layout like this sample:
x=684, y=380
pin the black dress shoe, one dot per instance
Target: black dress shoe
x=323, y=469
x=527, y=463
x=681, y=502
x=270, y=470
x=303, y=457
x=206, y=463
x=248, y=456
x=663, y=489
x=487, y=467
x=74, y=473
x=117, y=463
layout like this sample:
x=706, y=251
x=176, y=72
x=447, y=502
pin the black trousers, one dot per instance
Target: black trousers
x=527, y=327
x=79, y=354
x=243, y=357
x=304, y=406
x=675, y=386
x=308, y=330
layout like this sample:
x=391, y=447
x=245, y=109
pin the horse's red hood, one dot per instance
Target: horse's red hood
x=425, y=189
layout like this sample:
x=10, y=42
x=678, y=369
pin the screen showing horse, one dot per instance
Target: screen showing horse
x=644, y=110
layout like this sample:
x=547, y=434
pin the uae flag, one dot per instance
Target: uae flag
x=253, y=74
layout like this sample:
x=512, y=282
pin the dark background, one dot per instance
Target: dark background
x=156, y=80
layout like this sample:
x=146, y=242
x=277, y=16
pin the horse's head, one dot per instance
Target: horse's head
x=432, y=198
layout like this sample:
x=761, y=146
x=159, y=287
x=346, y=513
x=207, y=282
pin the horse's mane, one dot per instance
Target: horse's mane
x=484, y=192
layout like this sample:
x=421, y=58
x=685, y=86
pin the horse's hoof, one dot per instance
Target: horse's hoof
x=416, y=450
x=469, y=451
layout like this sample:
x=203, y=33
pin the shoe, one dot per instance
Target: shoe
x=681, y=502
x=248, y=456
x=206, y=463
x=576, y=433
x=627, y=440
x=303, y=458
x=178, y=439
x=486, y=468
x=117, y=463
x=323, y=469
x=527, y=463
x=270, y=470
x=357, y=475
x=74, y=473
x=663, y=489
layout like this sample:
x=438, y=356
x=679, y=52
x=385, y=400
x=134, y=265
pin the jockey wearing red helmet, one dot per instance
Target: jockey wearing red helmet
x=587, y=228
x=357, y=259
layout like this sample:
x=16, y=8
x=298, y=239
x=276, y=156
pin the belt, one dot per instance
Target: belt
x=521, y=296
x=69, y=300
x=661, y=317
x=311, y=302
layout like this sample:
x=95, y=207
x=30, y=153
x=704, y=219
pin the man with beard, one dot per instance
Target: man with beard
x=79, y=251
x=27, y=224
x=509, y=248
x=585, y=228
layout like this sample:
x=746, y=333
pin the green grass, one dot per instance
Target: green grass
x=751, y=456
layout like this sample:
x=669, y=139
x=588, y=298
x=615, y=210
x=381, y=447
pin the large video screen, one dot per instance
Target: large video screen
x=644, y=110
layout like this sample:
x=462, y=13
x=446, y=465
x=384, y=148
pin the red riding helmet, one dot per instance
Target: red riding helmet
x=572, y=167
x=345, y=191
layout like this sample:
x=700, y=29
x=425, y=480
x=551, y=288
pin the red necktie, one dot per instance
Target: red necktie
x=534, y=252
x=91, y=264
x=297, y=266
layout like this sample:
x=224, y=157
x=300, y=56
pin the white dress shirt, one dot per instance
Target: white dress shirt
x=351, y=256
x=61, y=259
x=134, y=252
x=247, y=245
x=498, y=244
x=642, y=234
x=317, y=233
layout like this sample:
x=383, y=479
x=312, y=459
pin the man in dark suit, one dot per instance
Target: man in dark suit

**What you need to do**. Rewrite the whole listing above, putting "a single dot for each instance" wherever "one dot per instance" appears. Leave everything else unchanged.

**Expected answer**.
layout like this sample:
x=684, y=380
pin the black dress shoe, a single dot for each instance
Target: black dress shoe
x=323, y=469
x=527, y=463
x=681, y=502
x=270, y=470
x=303, y=457
x=206, y=463
x=248, y=456
x=663, y=489
x=487, y=467
x=74, y=473
x=117, y=463
layout like this sample:
x=706, y=251
x=176, y=72
x=447, y=502
pin the black trousers, a single dot for each instance
Target: black trousers
x=527, y=327
x=79, y=354
x=243, y=357
x=304, y=406
x=675, y=386
x=308, y=330
layout like this sample:
x=391, y=447
x=245, y=109
pin the horse's red hood, a single dot for each instance
Target: horse's red hood
x=425, y=189
layout like this sample:
x=10, y=42
x=678, y=369
pin the screen showing horse, a single dot for each instance
Target: screen showing horse
x=644, y=110
layout like this sample:
x=547, y=434
pin the uae flag, a single dot for each instance
Target: uae flag
x=253, y=74
layout like this sample:
x=512, y=282
pin the dark background, a single dot for each instance
Target: dark background
x=156, y=80
layout like this sample:
x=146, y=242
x=277, y=16
pin the horse's head, a single dot for each instance
Target: horse's head
x=432, y=198
layout like this sample:
x=761, y=146
x=159, y=287
x=346, y=513
x=207, y=282
pin the horse's mane, a single dot for each instance
Target: horse's mane
x=484, y=192
layout like this sample:
x=421, y=58
x=685, y=86
pin the horse's hoof, a single dot for each instance
Target: horse's hoof
x=416, y=450
x=469, y=451
layout like this sample:
x=203, y=33
pin the shoe, a single dot for each instance
Target: shoe
x=681, y=502
x=248, y=456
x=206, y=463
x=576, y=433
x=627, y=440
x=303, y=458
x=178, y=439
x=486, y=468
x=117, y=463
x=323, y=469
x=527, y=463
x=270, y=470
x=357, y=475
x=74, y=473
x=663, y=489
layout like this sample:
x=438, y=356
x=679, y=52
x=385, y=400
x=134, y=265
pin the jockey wearing red helmet, a single dot for each instance
Target: jockey wearing red helmet
x=587, y=228
x=357, y=259
layout like this sample:
x=16, y=8
x=298, y=239
x=276, y=156
pin the belt, a single dot for each instance
Target: belt
x=521, y=296
x=69, y=300
x=661, y=317
x=311, y=302
layout like this sample:
x=95, y=207
x=30, y=153
x=704, y=219
pin the man with beard, a single dot for each instance
Target: man with beard
x=79, y=251
x=27, y=224
x=509, y=248
x=585, y=228
layout like this sample:
x=746, y=333
pin the green grass, a single dot for each instance
Target: green grass
x=751, y=456
layout like this sample:
x=669, y=139
x=588, y=298
x=615, y=210
x=381, y=447
pin the large video screen, a single dot for each instance
Target: large video screen
x=644, y=110
layout like this sample:
x=462, y=13
x=446, y=465
x=384, y=148
pin the red riding helmet, a single dot for each instance
Target: red riding helmet
x=572, y=167
x=345, y=191
layout like this sample:
x=700, y=29
x=425, y=480
x=551, y=288
pin the red necktie, a single dot for each instance
Target: red necktie
x=534, y=252
x=91, y=264
x=297, y=266
layout like this sample:
x=224, y=157
x=300, y=56
pin the white dress shirt, a single dot for each instance
Target: white dress shirt
x=351, y=256
x=61, y=259
x=134, y=252
x=247, y=245
x=498, y=244
x=642, y=234
x=317, y=233
layout like this sample:
x=383, y=479
x=312, y=459
pin the man in dark suit, a single dot for each instance
Target: man in dark suit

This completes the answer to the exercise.